(Exercise set):
**A.** According to the eating disorder text, why do eating disorders often go undetected and untreated in primary care practices?
**B.** In the eating disorder text, begin at the words "Suspect an eating" and stop after "her best bet.", then write that passage out again with "best bet" changed to "best option".
BEGIN Given text
Suspect an eating disorder? Suggest CBT: unless your patient is seriously underweight-with a BMI [less than or equal to] 17.5--cognitive behavioral therapy may be her best bet.
A 23-year-old patient with a body mass index (BMI) of 18 tells you she's fat and she's afraid of gaining weight. Further questioning reveals that your patient binges on cookies and potato chips about once a week, then compensates for overeating by taking laxatives or exercising excessively--a practice she's been following since she started college several years ago. The eating disorder she describes does not meet the criteria in the Diagnostic and Statistical Manual of Mental Disorders (DSM-IV-TR) for bulimia or anorexia nervosa, although it has elements of both. Rather, it fits the diagnostic criteria for eating disorder NOS. You're aware that CBT is the first-line behavioral treatment for bulimia, and wonder whether it would be helpful for your patient.
Eating disorders often go undetected and untreated in primary care practices, (3) as many patients don't volunteer information about their weight or behaviors related to food, and physicians often fail to ask. Overall, as few as 10% of those with eating disorders receive any form of treatment. (l)
* Would you recognize this loosely defined disorder?
END Given text
BEGIN Raw data
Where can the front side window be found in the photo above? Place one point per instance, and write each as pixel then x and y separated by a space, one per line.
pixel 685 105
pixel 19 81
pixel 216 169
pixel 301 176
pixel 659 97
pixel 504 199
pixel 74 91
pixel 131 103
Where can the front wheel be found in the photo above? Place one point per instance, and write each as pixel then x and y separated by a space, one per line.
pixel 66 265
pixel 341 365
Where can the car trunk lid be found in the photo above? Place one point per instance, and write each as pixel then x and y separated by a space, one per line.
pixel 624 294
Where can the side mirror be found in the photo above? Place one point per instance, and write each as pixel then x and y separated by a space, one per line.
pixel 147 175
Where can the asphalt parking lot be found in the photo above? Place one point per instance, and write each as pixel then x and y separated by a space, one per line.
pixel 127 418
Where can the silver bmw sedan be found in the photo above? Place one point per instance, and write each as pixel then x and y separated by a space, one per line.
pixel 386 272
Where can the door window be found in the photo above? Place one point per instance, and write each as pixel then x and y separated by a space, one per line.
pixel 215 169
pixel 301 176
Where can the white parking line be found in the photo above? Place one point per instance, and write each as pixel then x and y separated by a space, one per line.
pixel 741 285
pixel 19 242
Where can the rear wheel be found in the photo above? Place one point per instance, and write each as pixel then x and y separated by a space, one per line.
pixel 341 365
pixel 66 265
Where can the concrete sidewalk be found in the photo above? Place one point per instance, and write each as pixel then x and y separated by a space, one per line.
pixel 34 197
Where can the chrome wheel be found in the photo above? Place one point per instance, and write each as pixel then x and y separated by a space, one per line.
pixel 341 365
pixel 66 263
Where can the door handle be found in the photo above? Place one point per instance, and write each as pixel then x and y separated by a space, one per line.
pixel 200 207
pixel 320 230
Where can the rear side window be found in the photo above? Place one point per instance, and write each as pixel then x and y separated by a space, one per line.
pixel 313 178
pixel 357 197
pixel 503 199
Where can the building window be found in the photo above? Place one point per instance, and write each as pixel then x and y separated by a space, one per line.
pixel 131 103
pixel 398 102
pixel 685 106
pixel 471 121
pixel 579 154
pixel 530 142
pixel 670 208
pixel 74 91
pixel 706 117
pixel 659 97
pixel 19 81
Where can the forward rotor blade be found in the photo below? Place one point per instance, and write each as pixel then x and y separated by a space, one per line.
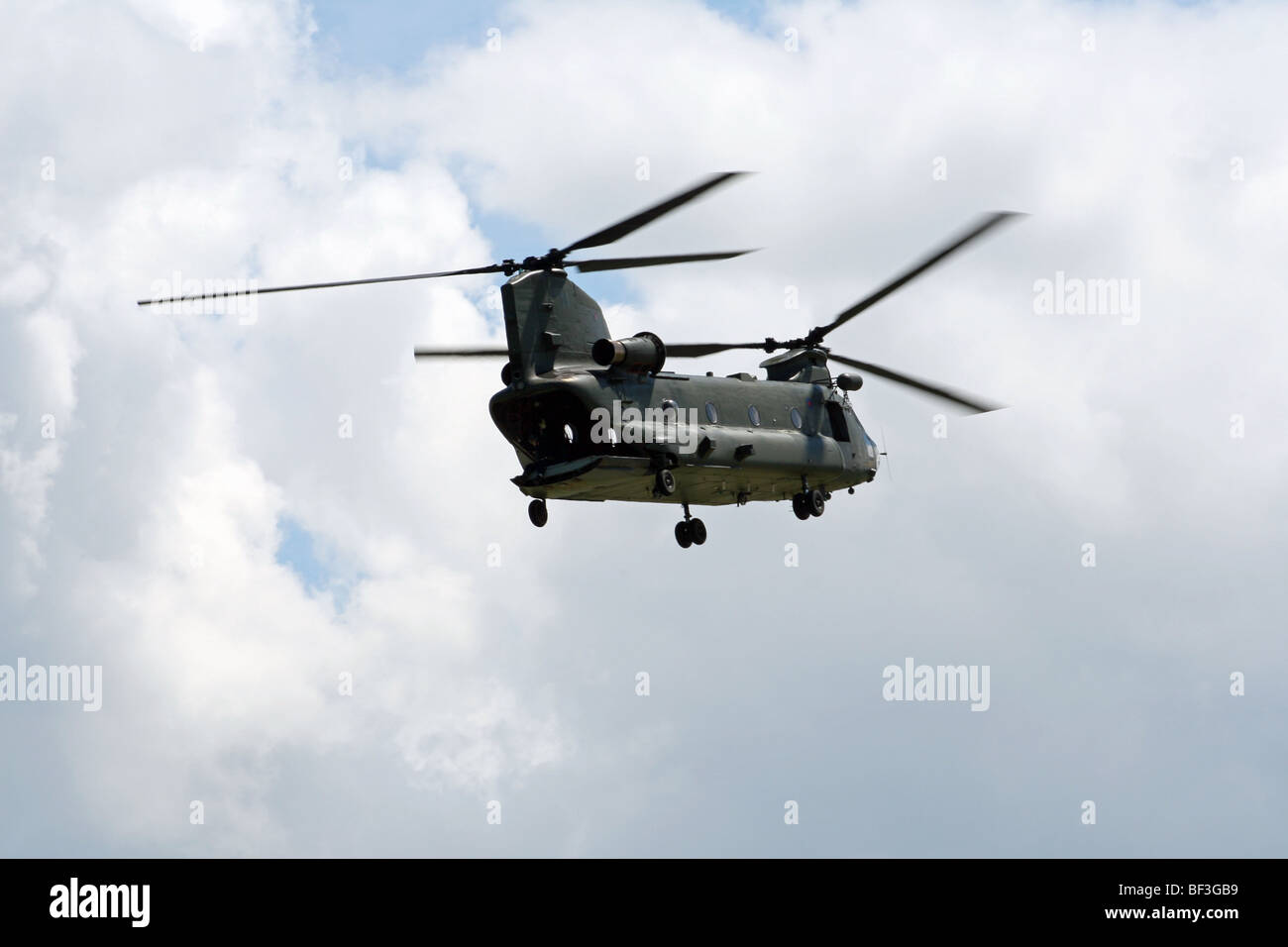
pixel 698 350
pixel 936 390
pixel 632 223
pixel 630 262
pixel 493 268
pixel 979 230
pixel 460 354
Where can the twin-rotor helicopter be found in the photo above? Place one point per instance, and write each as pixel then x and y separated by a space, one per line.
pixel 595 418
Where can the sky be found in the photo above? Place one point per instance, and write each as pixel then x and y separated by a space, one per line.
pixel 323 622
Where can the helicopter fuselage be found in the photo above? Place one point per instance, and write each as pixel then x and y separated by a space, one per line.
pixel 605 433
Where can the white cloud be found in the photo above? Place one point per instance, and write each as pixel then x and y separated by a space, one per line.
pixel 143 536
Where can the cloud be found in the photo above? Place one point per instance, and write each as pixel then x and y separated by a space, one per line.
pixel 145 534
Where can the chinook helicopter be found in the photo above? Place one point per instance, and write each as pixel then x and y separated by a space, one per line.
pixel 595 418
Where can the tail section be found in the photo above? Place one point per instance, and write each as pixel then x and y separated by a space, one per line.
pixel 549 322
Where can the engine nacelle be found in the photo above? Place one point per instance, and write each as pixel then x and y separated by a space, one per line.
pixel 849 381
pixel 642 352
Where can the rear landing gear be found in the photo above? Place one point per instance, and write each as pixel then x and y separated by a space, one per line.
pixel 690 531
pixel 809 502
pixel 537 513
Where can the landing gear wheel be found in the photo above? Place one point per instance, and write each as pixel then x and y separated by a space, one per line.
pixel 537 513
pixel 697 531
pixel 799 506
pixel 683 535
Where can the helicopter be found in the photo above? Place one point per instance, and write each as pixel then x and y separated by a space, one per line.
pixel 596 418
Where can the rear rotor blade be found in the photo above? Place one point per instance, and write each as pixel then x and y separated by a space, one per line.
pixel 961 398
pixel 632 223
pixel 462 354
pixel 630 262
pixel 493 268
pixel 979 230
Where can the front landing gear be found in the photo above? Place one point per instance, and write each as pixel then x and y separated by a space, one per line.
pixel 690 531
pixel 537 513
pixel 809 502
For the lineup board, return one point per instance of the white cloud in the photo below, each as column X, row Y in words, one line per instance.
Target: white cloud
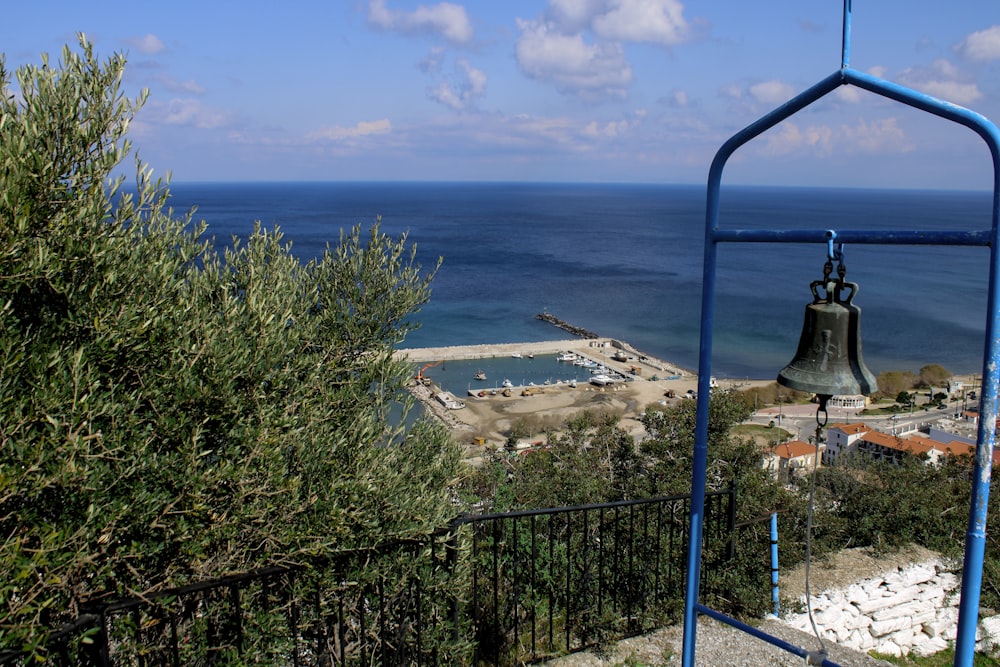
column 676, row 99
column 772, row 92
column 865, row 137
column 463, row 95
column 731, row 91
column 148, row 44
column 655, row 21
column 981, row 46
column 445, row 18
column 789, row 138
column 188, row 87
column 943, row 80
column 362, row 129
column 571, row 64
column 190, row 113
column 880, row 136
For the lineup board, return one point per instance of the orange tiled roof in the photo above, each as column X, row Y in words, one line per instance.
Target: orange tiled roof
column 793, row 449
column 851, row 429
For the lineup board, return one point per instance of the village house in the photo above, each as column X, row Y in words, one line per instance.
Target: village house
column 784, row 460
column 841, row 439
column 847, row 439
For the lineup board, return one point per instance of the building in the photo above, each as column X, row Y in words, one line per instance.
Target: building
column 841, row 440
column 847, row 439
column 792, row 458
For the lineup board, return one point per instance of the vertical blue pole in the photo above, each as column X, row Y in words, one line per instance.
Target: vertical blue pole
column 845, row 45
column 975, row 536
column 774, row 564
column 699, row 464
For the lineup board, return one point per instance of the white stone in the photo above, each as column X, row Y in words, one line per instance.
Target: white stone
column 907, row 609
column 925, row 616
column 862, row 640
column 989, row 631
column 918, row 574
column 899, row 597
column 889, row 648
column 832, row 617
column 883, row 628
column 929, row 646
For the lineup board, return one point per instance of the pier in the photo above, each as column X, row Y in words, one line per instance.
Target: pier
column 566, row 326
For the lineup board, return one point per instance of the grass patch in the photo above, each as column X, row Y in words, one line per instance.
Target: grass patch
column 758, row 431
column 944, row 658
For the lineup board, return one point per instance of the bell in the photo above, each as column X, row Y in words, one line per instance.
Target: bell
column 828, row 361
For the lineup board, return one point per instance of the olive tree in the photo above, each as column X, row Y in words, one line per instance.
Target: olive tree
column 171, row 412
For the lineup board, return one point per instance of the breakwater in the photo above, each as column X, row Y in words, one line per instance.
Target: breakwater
column 566, row 326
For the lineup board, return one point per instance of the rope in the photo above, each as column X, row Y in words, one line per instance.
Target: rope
column 814, row 657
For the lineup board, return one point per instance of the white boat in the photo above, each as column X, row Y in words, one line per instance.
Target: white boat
column 601, row 380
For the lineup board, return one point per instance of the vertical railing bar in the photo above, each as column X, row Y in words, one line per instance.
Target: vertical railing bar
column 237, row 603
column 585, row 564
column 475, row 588
column 174, row 641
column 137, row 619
column 551, row 585
column 600, row 562
column 496, row 584
column 630, row 608
column 656, row 552
column 534, row 590
column 341, row 629
column 419, row 616
column 569, row 574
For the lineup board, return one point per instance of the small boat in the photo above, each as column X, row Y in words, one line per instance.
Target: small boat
column 602, row 380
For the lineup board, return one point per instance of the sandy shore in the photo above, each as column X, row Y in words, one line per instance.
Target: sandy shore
column 486, row 422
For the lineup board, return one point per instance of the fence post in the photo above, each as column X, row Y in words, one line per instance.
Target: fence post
column 774, row 563
column 731, row 522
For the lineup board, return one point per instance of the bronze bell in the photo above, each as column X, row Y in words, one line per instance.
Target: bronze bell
column 828, row 361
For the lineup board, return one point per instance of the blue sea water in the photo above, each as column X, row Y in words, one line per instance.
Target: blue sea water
column 626, row 261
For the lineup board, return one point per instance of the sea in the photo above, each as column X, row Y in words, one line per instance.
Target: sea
column 626, row 261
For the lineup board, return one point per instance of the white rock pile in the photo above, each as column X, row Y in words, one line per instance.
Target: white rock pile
column 911, row 610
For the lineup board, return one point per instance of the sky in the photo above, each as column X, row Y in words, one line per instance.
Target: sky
column 641, row 91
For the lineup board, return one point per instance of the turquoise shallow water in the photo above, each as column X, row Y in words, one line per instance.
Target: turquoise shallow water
column 625, row 261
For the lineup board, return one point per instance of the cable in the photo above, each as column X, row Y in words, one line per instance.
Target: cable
column 814, row 657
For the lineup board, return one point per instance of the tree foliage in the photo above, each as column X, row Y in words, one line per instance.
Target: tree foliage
column 934, row 375
column 170, row 412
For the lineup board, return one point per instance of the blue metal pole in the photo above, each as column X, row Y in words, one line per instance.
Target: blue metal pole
column 774, row 564
column 699, row 464
column 975, row 536
column 976, row 532
column 845, row 48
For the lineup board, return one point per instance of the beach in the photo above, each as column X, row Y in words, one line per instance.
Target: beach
column 489, row 416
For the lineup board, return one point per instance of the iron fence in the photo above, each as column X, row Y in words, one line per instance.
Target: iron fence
column 498, row 589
END Raw data
(Responses for each task):
**A.** Many patients don't volunteer information about their weight or their behaviors related to food, and physicians often fail to ask.

**B.**
Suspect an eating disorder? Suggest CBT: unless your patient is seriously underweight-with a BMI [less than or equal to] 17.5--cognitive behavioral therapy may be her best option.